» **Problem to work on**:
The entries that follow should be written out exactly.

Labeled-object pointing entries
──────
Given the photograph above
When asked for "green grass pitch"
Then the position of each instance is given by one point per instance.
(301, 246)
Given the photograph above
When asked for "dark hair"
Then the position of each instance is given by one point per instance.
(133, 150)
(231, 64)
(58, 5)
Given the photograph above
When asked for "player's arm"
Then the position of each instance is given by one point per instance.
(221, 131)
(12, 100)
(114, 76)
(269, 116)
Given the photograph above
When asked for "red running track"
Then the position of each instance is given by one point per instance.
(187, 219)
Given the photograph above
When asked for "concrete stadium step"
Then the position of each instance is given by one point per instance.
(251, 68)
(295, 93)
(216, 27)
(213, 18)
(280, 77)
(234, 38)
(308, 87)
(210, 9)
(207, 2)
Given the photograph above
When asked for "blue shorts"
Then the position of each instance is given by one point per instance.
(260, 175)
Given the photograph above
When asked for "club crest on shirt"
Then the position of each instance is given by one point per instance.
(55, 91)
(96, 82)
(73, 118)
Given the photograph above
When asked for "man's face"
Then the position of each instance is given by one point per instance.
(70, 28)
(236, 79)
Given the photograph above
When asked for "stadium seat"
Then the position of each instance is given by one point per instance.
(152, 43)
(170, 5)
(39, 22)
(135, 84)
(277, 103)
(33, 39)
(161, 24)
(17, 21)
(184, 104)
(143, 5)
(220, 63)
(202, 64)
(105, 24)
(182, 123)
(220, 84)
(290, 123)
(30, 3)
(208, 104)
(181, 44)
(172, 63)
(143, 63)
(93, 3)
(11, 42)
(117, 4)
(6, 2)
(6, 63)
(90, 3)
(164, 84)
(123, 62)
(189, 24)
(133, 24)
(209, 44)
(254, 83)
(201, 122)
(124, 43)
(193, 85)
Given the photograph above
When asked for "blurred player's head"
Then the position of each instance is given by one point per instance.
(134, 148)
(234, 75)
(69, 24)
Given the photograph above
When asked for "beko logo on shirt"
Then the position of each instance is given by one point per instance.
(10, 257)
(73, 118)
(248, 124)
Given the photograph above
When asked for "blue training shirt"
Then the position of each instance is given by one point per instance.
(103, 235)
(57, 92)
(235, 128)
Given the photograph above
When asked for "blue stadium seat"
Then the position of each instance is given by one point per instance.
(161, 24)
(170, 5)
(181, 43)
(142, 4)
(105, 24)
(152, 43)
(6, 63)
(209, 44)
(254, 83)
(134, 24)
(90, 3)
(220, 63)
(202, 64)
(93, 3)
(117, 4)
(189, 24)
──────
» **Answer to the task**:
Given the photograph above
When asked for "green grass pitch"
Then the position of each instance is given by one point per instance.
(301, 246)
Given the photograph above
When asked for "dark hair"
Then the position of each instance is given by one point per instance.
(133, 150)
(231, 64)
(58, 5)
Given the photograph above
When asked for "player's arm"
Then the position of each instance is given by one point per instance.
(221, 131)
(12, 100)
(114, 76)
(269, 116)
Given the photograph above
When asked for "red running track"
Then the position of each instance is given by one point per instance.
(187, 219)
Given the photograph above
When asked for "concrete stadium step"
Then the position of each instance is given by one point per instance.
(251, 68)
(295, 93)
(216, 27)
(213, 18)
(280, 77)
(234, 38)
(308, 87)
(210, 9)
(207, 2)
Given the photograph above
When asked for "blue shorts"
Then the position of each instance is given by one point per instance.
(260, 175)
Given the photograph above
When asked for "club crest on shirt"
Then the position of each instance is given by one point per instance.
(55, 91)
(96, 82)
(73, 118)
Given the photograph above
When asked for "man's face"
Then the position of each instance is given by one point per instance.
(70, 28)
(236, 79)
Given the photograph above
When asked for "stadium seat"
Then the position of each instance is given by one point per instance.
(152, 43)
(170, 5)
(39, 22)
(135, 84)
(277, 103)
(33, 39)
(161, 24)
(17, 21)
(184, 104)
(143, 5)
(220, 63)
(202, 64)
(105, 24)
(182, 123)
(220, 84)
(290, 123)
(30, 3)
(208, 104)
(181, 44)
(172, 63)
(143, 63)
(93, 3)
(11, 42)
(117, 4)
(6, 2)
(6, 63)
(90, 3)
(164, 84)
(123, 62)
(189, 24)
(133, 24)
(209, 44)
(254, 83)
(201, 122)
(124, 43)
(193, 85)
Given the photograph above
When asked for "blurred player's head"
Then the position of each instance is given by one point per instance.
(134, 148)
(234, 75)
(69, 24)
Given the photograph above
When asked for "beko logo on shirt"
Then the position of each instance is given by one point per instance.
(10, 257)
(73, 118)
(248, 124)
Given the photograph above
When asked for "blue training shirt"
Then the position of each instance is given by one point per instance.
(103, 235)
(57, 92)
(235, 128)
Given the photograph above
When asked for "blue stadium seat"
Then the position of each instance is given by one point per instance.
(161, 24)
(170, 5)
(181, 43)
(142, 4)
(105, 24)
(152, 43)
(6, 63)
(209, 44)
(254, 83)
(134, 24)
(90, 3)
(220, 63)
(202, 64)
(93, 3)
(117, 4)
(189, 24)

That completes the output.